CONSIGNE A
Recopiez dans l'extrait sur le cuir tout le passage allant de « Bien que la » jusqu'à « (CCTT) de Saint-Félicien. ».

EXTRAIT DU TEXTE
"""

Chaque semaine, nous explorons les solutions à notre disposition pour avoir une incidence sur la crise climatique et environnementale.

« 100 % végétalien », « à base de pommes », « bon pour la planète »… Au cours des dernières années, les solutions de rechange au cuir traditionnel fleurissent sur le marché. Remplissent-elles leurs promesses ?

« J’ai acheté un sac en cuir végane québécois, mais je le trouve vraiment de mauvaise qualité. Existe-t-il un produit durable qui puisse rivaliser avec du vrai cuir, et qui soit bon pour l’environnement ? », demande Evelyne.

De la vache au sac à main

Déjà, le cuir traditionnel est-il nocif pour l’environnement ?

Bien que la grande majorité des peaux utilisées pour le cuir soient issues de l’élevage bovin, on attribue généralement l’incidence environnementale d’une vache à son lait et à sa viande, pas à sa peau. Cette dernière est considérée comme un sous-produit de l’industrie agroalimentaire que l’on revalorise en le transformant en cuir, explique Louis Gagné, directeur d’Écofaune boréale, du Centre collégial de transfert technologique (CCTT) de Saint-Félicien.

"""

CONSIGNE B
Relevez, s'il vous plaît, chacune des lignes ci-dessous qui contient le mot « item ».

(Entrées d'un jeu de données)

"""

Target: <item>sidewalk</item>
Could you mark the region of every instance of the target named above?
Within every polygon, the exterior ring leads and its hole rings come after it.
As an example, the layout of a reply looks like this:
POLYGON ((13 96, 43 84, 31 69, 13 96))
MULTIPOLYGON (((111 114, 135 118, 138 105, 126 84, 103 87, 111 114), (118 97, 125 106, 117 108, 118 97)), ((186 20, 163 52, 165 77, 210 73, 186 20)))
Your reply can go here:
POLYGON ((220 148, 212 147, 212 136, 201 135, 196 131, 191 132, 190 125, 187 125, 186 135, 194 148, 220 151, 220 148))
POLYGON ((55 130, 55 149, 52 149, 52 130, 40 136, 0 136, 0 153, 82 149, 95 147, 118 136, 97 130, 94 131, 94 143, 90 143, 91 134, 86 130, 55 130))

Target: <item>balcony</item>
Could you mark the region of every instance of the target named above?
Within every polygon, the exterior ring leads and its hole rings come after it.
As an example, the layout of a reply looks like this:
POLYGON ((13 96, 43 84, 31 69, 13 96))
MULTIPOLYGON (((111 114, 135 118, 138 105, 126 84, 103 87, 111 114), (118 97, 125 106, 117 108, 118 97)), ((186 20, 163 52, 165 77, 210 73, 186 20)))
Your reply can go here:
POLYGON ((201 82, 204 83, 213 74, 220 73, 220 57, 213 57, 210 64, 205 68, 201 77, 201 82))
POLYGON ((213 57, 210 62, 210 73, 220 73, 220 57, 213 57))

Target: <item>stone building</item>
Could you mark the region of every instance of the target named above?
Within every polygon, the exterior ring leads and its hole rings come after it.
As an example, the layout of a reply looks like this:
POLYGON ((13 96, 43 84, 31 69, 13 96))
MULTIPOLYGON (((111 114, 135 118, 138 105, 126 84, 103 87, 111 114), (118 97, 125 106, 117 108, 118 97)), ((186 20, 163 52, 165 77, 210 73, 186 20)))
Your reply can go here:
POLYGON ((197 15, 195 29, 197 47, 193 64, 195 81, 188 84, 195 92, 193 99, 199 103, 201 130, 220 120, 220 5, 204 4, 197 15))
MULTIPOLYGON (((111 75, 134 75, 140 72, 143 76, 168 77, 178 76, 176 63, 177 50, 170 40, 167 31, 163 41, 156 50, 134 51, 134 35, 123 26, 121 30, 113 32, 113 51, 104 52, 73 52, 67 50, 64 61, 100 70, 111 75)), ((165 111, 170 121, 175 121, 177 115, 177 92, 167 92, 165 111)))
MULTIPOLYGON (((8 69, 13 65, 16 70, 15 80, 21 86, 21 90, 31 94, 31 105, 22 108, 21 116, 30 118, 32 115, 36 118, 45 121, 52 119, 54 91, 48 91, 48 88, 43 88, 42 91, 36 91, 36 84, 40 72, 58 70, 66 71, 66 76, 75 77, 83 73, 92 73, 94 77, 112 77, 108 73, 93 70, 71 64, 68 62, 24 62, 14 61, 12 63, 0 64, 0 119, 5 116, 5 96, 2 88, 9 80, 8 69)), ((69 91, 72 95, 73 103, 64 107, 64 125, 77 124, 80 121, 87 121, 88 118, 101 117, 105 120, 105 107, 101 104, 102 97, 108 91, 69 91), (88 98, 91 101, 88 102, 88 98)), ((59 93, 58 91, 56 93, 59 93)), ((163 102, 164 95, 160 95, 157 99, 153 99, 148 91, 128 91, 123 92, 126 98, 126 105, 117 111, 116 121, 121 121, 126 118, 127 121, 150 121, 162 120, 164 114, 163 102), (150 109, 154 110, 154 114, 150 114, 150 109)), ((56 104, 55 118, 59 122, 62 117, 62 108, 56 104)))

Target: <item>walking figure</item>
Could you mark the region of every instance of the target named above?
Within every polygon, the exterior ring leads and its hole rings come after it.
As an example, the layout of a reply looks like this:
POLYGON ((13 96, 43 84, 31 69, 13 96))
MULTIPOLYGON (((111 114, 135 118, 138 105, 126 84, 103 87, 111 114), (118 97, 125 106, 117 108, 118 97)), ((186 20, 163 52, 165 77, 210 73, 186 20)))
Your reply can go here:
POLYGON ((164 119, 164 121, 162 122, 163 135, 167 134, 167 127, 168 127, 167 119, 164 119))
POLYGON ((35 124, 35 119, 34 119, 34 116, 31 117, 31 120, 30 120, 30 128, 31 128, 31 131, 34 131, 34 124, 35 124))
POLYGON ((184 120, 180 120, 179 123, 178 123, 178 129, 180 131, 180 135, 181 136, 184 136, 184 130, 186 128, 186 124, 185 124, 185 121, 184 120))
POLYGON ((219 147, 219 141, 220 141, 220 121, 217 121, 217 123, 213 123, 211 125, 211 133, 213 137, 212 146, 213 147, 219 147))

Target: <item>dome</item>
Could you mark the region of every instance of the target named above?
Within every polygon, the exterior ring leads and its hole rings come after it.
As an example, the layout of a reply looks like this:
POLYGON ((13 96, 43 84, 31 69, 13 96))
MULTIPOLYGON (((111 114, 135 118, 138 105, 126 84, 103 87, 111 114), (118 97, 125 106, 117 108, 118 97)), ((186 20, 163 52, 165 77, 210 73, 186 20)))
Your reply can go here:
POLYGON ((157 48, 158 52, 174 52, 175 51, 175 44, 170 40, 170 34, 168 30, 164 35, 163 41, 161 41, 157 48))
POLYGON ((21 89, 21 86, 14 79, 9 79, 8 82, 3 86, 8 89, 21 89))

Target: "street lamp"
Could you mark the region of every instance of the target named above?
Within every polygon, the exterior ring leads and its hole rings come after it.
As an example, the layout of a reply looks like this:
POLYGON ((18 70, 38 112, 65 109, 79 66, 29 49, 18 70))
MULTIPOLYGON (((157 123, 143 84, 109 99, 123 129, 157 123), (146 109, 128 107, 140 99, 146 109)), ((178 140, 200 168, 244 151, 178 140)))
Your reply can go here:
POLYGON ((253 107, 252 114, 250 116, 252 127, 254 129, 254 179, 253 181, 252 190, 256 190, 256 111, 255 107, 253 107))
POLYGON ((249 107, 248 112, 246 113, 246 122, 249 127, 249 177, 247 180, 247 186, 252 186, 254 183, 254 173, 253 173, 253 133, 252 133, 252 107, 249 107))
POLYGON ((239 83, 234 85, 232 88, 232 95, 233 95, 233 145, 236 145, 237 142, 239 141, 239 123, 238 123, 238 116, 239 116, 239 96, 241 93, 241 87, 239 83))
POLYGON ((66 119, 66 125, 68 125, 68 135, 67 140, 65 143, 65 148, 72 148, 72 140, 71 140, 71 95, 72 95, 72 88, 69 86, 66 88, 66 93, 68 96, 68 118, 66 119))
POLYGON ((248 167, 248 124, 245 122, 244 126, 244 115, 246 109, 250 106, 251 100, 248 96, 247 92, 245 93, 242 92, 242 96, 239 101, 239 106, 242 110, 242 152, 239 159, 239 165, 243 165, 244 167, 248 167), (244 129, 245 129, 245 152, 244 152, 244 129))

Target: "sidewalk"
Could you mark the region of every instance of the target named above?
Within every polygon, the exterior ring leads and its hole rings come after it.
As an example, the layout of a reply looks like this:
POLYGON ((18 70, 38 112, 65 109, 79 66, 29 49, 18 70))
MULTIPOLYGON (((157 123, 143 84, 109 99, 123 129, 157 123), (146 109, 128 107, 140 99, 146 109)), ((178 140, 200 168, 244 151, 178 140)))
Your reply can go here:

"""

RÉPONSE A
Bien que la grande majorité des peaux utilisées pour le cuir soient issues de l’élevage bovin, on attribue généralement l’incidence environnementale d’une vache à son lait et à sa viande, pas à sa peau. Cette dernière est considérée comme un sous-produit de l’industrie agroalimentaire que l’on revalorise en le transformant en cuir, explique Louis Gagné, directeur d’Écofaune boréale, du Centre collégial de transfert technologique (CCTT) de Saint-Félicien.

RÉPONSE B
Target: <item>sidewalk</item>
Target: <item>balcony</item>
Target: <item>stone building</item>
Target: <item>walking figure</item>
Target: <item>dome</item>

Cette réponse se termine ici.